#### Exercise goal
Print, exactly and completely, every entry in the data.

[start of Given records]

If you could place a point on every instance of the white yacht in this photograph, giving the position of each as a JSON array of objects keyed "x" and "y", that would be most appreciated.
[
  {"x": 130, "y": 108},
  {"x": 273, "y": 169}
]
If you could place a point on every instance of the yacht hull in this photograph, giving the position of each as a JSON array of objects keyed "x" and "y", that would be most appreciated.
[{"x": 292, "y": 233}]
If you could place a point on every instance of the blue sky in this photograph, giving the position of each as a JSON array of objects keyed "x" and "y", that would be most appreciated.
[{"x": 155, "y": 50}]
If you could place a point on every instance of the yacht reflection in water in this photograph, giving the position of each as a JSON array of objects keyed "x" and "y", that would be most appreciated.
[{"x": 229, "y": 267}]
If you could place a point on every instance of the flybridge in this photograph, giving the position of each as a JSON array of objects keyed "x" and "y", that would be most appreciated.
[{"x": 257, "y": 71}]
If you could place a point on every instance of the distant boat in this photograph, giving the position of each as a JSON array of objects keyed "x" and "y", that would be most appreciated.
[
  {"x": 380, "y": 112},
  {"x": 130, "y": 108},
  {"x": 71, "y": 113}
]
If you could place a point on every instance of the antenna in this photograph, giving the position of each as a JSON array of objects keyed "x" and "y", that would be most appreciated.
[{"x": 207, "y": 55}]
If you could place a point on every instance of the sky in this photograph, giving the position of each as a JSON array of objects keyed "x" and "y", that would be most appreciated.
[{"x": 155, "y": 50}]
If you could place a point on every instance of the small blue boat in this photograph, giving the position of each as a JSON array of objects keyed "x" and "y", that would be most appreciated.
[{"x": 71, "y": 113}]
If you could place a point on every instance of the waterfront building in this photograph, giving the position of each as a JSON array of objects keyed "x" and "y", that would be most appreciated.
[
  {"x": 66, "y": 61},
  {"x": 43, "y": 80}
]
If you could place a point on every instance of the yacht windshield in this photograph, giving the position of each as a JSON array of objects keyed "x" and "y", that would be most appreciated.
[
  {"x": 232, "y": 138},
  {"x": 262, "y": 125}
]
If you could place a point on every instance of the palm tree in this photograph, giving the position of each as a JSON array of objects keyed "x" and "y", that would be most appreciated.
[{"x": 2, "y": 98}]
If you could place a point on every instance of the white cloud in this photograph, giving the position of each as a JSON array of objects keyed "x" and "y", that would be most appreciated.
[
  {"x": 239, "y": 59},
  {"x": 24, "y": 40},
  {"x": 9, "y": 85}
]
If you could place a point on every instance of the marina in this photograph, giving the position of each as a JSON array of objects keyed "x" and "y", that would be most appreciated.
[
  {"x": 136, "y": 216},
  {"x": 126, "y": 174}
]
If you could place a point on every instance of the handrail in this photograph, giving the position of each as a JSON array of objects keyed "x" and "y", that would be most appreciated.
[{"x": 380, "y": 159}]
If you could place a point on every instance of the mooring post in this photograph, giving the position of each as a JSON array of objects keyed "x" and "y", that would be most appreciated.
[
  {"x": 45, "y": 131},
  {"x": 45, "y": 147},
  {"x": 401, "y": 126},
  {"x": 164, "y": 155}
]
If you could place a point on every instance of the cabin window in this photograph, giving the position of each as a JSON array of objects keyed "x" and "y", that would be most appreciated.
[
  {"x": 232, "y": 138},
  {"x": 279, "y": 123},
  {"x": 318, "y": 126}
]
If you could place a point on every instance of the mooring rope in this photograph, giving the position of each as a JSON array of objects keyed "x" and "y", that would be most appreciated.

[end of Given records]

#### Solution for this task
If you could place a point on every instance of the white yacht in this photograph, giving the position of each as a JSON array of objects keyed "x" and "y", that would be most appreciated.
[
  {"x": 130, "y": 108},
  {"x": 273, "y": 169}
]
If you could place a point on every instance of the yacht hull in this photograph, giving the position of each as a JSON array of objects keyed "x" and "y", that would be most appreciated.
[{"x": 292, "y": 233}]
If you could place a point on every instance of the blue sky in this photograph, giving the position of each as a JSON array of objects keyed "x" and "y", that would be most appreciated.
[{"x": 155, "y": 50}]
If you could place a point on every instance of the yacht reflection in water in this photograph, giving the position of each as a JSON array of objects keyed "x" and "y", that would be most appreciated.
[{"x": 229, "y": 267}]
If you could place a point on every instance of the flybridge in this photograph, giving the position of each as a JSON array of objects keyed "x" and "y", that would be most appreciated.
[{"x": 257, "y": 71}]
If you could place a point on every instance of the distant boat in this photograph, giving the position of each as a JSON array of objects keyed "x" and "y", that would be most appreciated.
[
  {"x": 380, "y": 112},
  {"x": 130, "y": 108},
  {"x": 71, "y": 113}
]
If you could place a point on every instance of the antenna in this photograph, giving the position of each as a JSON array of objects keyed "x" and "y", that would be most appreciated.
[{"x": 207, "y": 55}]
If you could place a point on every instance of the sky in this photograph, giving the position of each as a JSON array of objects keyed "x" and "y", that would be most appreciated.
[{"x": 155, "y": 50}]
If you could place a point on every instance of the small blue boat in this photograph, giving the position of each as a JSON array of objects keyed "x" and "y", that would be most appreciated.
[{"x": 71, "y": 113}]
If you could place a point on every instance of the waterfront building in this photograph, giving the position of each as a JSON array of objects keyed "x" and "y", that would be most appreciated.
[
  {"x": 66, "y": 61},
  {"x": 43, "y": 80}
]
If you could place a point on every instance of the yacht windshield in this photograph, giving the position of each as a JSON array of objects keyed "x" and "y", that would be most appreciated.
[
  {"x": 232, "y": 138},
  {"x": 262, "y": 125}
]
If you could place a point on every instance of the palm tree in this photograph, giving the position of each as a JSON array of objects keyed "x" and "y", that would be most appreciated.
[{"x": 2, "y": 98}]
If you could place a point on every instance of the white cloud in this photograph, giving the position of each as a JSON array of objects keyed "x" and "y", that would be most appreciated.
[
  {"x": 239, "y": 59},
  {"x": 24, "y": 40},
  {"x": 9, "y": 85}
]
If you could place a point on every instance of the marina in this photograph, giving the position of each as a JSON array of objects keyed "x" and "y", that would be most appreciated.
[
  {"x": 136, "y": 216},
  {"x": 126, "y": 174}
]
If you could place a point on every instance of the handrail in this photograph, giving the position of each as a JSON array of objects keyed "x" and "y", that would be most appreciated.
[{"x": 380, "y": 159}]
If you could place a point on every instance of the mooring post in this photograph, giving the position of each as a JSON array of objects keyed "x" and "y", that would be most appreciated.
[
  {"x": 45, "y": 131},
  {"x": 45, "y": 147},
  {"x": 401, "y": 126},
  {"x": 164, "y": 155}
]
If you could place a point on every instance of the cabin window in this photograph, giving the position of each as a JSON array of objects keyed "x" and "y", that would be most appreciated.
[
  {"x": 232, "y": 138},
  {"x": 279, "y": 123},
  {"x": 318, "y": 126}
]
If you could place a point on every instance of the mooring rope in this photograph, giving the position of each as a JSON array of objects keyed "x" and "y", that would be most appreciated.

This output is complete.